**Directions**
Collect every line below that contains the word "dark", with case counting, and copy each one in full.

START Data to use

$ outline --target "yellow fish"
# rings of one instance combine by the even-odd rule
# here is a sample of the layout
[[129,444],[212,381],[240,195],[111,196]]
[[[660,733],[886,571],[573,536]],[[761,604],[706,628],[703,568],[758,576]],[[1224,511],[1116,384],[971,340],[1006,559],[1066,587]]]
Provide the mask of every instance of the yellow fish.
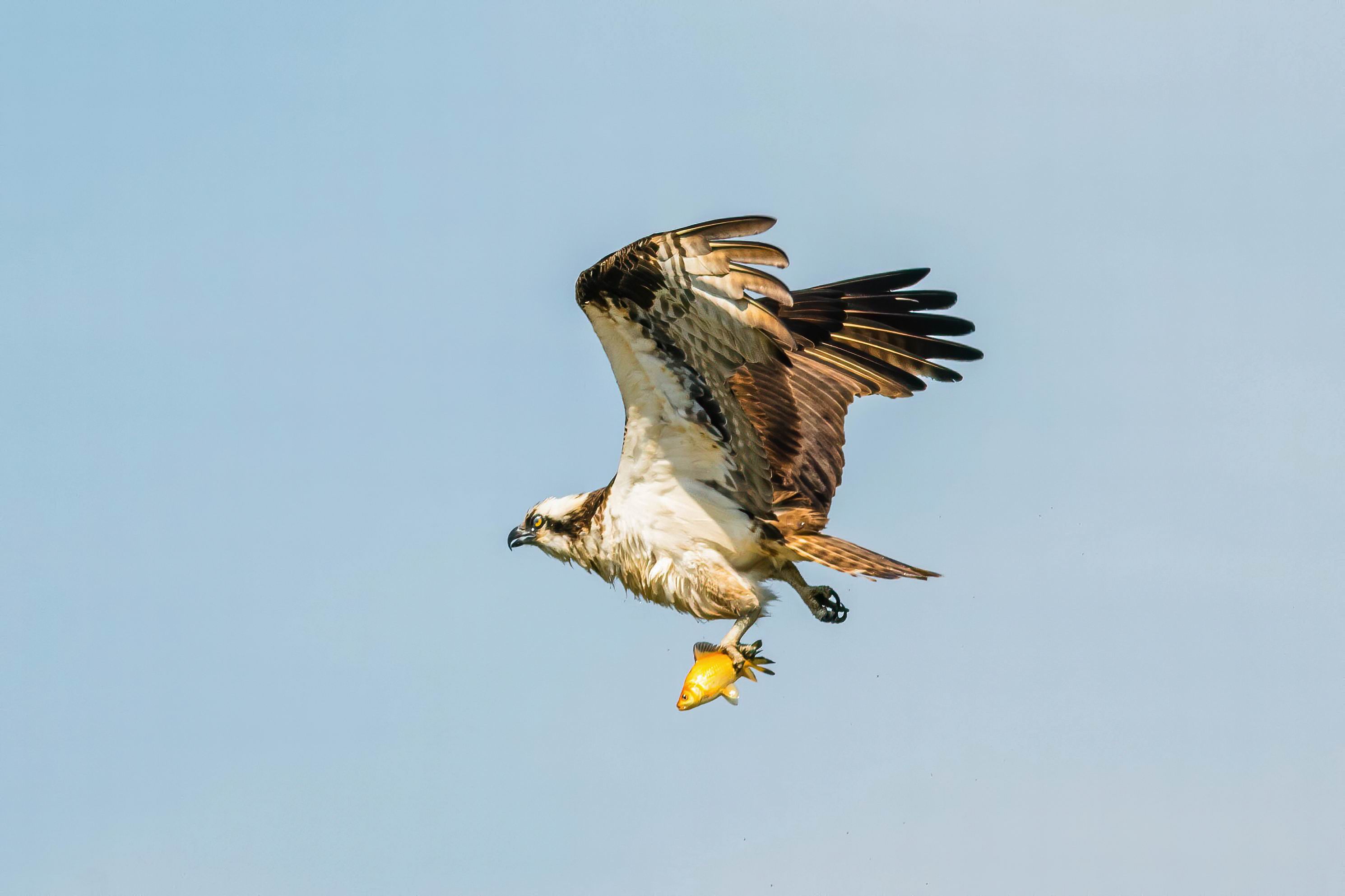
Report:
[[765,657],[757,657],[756,651],[761,647],[761,642],[756,642],[746,647],[744,652],[742,669],[734,669],[733,661],[729,655],[720,650],[717,646],[701,642],[691,648],[691,655],[695,662],[691,665],[691,671],[686,674],[686,681],[682,682],[682,696],[677,698],[677,708],[679,710],[695,709],[701,704],[707,704],[716,697],[724,697],[726,701],[738,705],[738,689],[734,687],[733,682],[738,678],[746,678],[748,681],[756,681],[756,674],[753,670],[765,673],[767,675],[773,675],[775,673],[765,669],[771,663]]

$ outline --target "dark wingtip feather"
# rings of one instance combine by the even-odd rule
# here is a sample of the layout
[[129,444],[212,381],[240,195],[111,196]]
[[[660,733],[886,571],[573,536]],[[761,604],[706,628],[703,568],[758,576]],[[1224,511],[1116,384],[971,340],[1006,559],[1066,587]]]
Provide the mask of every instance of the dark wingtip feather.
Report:
[[907,268],[905,270],[888,270],[881,274],[868,274],[866,277],[850,277],[824,283],[812,289],[843,289],[846,292],[892,292],[913,287],[929,274],[928,268]]

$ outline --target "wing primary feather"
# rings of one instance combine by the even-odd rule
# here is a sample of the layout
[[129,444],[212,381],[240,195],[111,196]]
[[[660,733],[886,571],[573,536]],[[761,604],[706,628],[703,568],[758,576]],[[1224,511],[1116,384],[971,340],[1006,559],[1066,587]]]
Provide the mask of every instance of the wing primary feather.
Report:
[[728,237],[753,237],[775,226],[775,218],[765,215],[744,215],[741,218],[716,218],[702,221],[690,227],[674,230],[678,237],[702,237],[703,239],[724,239]]
[[733,272],[734,280],[737,280],[744,289],[760,292],[763,296],[769,296],[785,307],[794,304],[794,296],[790,295],[790,288],[785,287],[779,277],[740,264],[730,264],[729,269]]
[[[905,289],[907,287],[913,287],[928,276],[928,268],[907,268],[905,270],[889,270],[881,274],[869,274],[868,277],[850,277],[849,280],[837,280],[835,283],[824,283],[820,287],[811,287],[810,289],[838,289],[843,288],[846,292],[890,292],[893,289]],[[863,289],[859,289],[859,288]]]
[[790,257],[776,246],[767,242],[753,242],[751,239],[710,239],[706,245],[710,249],[726,249],[732,261],[741,261],[749,265],[771,265],[772,268],[790,266]]

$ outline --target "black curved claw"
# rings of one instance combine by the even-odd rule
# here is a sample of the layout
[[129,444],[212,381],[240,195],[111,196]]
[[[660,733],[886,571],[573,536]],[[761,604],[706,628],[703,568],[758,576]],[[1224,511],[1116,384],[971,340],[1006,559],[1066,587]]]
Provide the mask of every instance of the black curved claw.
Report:
[[850,608],[841,603],[841,595],[835,592],[835,588],[824,587],[818,595],[818,607],[812,615],[819,622],[843,623],[850,616]]

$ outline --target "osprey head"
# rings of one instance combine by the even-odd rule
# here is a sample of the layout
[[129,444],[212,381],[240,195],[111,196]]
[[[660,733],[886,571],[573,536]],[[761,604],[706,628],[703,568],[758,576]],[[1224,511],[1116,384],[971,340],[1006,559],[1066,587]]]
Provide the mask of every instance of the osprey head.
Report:
[[597,492],[547,498],[527,511],[523,525],[508,534],[510,550],[535,545],[557,560],[580,560],[580,537],[588,531]]

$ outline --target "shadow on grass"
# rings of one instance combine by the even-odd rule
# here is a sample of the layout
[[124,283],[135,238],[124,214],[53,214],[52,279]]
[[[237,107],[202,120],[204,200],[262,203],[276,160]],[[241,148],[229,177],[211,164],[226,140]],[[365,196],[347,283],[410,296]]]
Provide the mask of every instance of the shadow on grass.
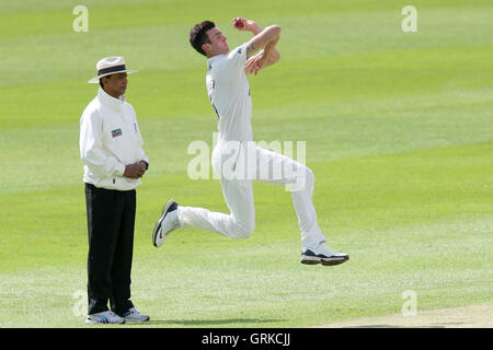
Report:
[[287,319],[257,319],[257,318],[230,318],[230,319],[150,319],[148,325],[183,325],[183,326],[207,326],[207,325],[234,325],[234,324],[268,324],[286,322]]

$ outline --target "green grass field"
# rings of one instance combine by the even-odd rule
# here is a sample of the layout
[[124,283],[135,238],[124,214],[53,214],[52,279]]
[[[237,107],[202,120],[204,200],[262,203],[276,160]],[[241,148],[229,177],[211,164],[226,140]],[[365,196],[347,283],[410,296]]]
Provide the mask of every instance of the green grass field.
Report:
[[[138,189],[133,301],[146,327],[307,327],[493,302],[493,4],[409,1],[79,0],[0,2],[0,327],[85,327],[88,235],[79,118],[95,63],[124,56],[150,170]],[[282,26],[280,61],[250,78],[255,140],[307,141],[329,246],[351,260],[299,264],[289,192],[254,184],[256,230],[194,229],[156,249],[169,198],[227,211],[186,153],[217,118],[191,26],[233,16]],[[127,326],[125,326],[127,327]],[[135,325],[131,327],[142,327]]]

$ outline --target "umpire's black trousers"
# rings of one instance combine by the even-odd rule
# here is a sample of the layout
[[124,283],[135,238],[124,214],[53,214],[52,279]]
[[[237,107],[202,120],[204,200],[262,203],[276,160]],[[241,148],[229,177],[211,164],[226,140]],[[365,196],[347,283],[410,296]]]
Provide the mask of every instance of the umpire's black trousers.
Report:
[[134,252],[136,191],[85,184],[88,210],[88,314],[111,308],[123,315],[133,307],[130,271]]

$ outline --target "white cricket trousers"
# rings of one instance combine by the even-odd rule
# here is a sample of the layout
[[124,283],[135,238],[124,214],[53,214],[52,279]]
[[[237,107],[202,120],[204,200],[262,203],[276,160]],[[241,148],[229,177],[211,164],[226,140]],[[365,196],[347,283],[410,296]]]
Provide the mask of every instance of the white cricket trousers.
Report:
[[255,229],[252,180],[259,180],[291,186],[293,203],[306,248],[314,248],[326,241],[317,222],[312,201],[314,176],[310,168],[253,142],[239,141],[218,143],[211,163],[230,214],[179,206],[180,226],[204,229],[232,238],[249,237]]

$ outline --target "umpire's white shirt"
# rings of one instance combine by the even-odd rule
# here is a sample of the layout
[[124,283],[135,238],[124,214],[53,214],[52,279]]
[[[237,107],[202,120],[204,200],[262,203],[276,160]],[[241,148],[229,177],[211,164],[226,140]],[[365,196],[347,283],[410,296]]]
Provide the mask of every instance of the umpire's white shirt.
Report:
[[252,141],[252,98],[245,62],[246,44],[207,59],[207,93],[219,118],[219,142]]
[[134,107],[125,96],[115,98],[103,89],[85,107],[80,118],[80,158],[84,163],[83,182],[95,187],[130,190],[140,178],[124,177],[125,165],[149,159]]

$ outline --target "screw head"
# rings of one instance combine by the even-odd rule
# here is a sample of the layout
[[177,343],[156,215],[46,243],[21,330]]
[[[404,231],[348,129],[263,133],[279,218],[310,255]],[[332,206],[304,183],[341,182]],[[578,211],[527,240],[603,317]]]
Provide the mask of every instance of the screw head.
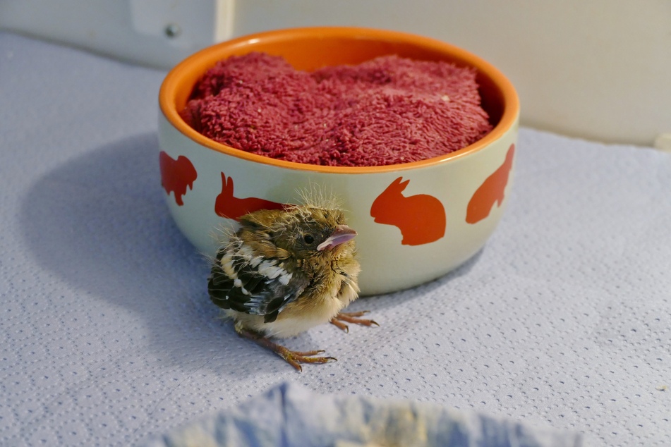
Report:
[[176,23],[169,23],[164,30],[165,35],[171,39],[174,39],[181,34],[182,29]]

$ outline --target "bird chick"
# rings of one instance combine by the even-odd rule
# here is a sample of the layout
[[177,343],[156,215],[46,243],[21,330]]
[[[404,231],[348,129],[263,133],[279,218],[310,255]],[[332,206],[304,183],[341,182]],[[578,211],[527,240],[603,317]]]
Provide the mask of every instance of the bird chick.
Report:
[[361,270],[343,212],[291,205],[240,218],[240,228],[217,252],[208,278],[212,302],[226,310],[241,336],[271,349],[298,371],[326,363],[322,350],[291,351],[269,339],[291,337],[332,322],[370,326],[365,312],[341,311],[358,296]]

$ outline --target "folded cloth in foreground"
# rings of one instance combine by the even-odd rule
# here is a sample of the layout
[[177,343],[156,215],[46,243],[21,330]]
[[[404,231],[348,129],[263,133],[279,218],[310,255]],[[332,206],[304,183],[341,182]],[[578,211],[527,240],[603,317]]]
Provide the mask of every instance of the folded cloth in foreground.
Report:
[[148,447],[578,447],[579,435],[437,404],[328,396],[284,383]]

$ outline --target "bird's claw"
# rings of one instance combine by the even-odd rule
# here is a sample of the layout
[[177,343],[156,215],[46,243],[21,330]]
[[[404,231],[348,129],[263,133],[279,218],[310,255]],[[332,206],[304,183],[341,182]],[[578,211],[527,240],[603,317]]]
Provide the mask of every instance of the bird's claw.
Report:
[[246,338],[249,338],[255,342],[258,345],[270,349],[284,359],[287,363],[296,368],[296,371],[298,372],[303,371],[303,367],[301,366],[301,363],[328,363],[329,362],[337,362],[338,360],[338,359],[334,357],[315,357],[320,354],[323,354],[325,352],[324,350],[292,351],[253,331],[236,327],[236,331],[240,334],[240,336]]
[[347,322],[348,323],[351,323],[353,324],[361,324],[361,326],[380,326],[375,320],[368,319],[365,318],[359,318],[368,314],[368,310],[362,310],[361,312],[341,312],[331,319],[331,324],[333,324],[337,328],[344,331],[345,332],[349,332],[349,326],[343,323],[343,322]]
[[328,363],[329,362],[338,361],[338,359],[334,357],[313,357],[323,353],[325,352],[323,350],[301,353],[292,351],[284,348],[283,352],[276,352],[278,355],[284,359],[287,363],[296,368],[296,370],[299,372],[303,371],[303,367],[301,366],[301,363]]

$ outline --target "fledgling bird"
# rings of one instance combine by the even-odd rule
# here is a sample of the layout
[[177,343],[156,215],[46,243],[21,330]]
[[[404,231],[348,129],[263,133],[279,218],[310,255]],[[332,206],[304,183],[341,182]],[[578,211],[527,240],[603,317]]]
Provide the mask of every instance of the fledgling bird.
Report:
[[326,363],[322,350],[291,351],[270,337],[291,337],[331,322],[377,325],[341,311],[358,296],[356,232],[334,207],[291,205],[243,216],[240,228],[217,252],[208,278],[212,302],[226,310],[236,331],[282,357]]

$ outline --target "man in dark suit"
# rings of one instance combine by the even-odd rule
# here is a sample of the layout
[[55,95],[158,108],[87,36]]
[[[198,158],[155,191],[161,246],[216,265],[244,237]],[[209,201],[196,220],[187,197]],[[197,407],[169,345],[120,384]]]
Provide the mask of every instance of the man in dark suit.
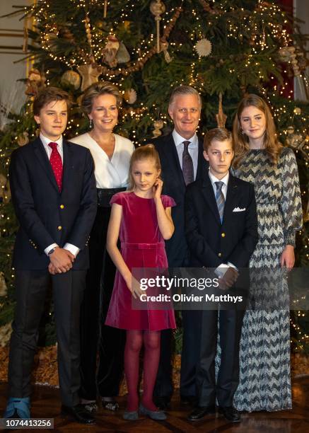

END Data to use

**Problem solution**
$ outline --target "dark wingtip feather"
Provide the mask of every instance of the dark wingtip feather.
$ outline --target "man in dark suit"
Provide the mask of every instance of the man in dark suit.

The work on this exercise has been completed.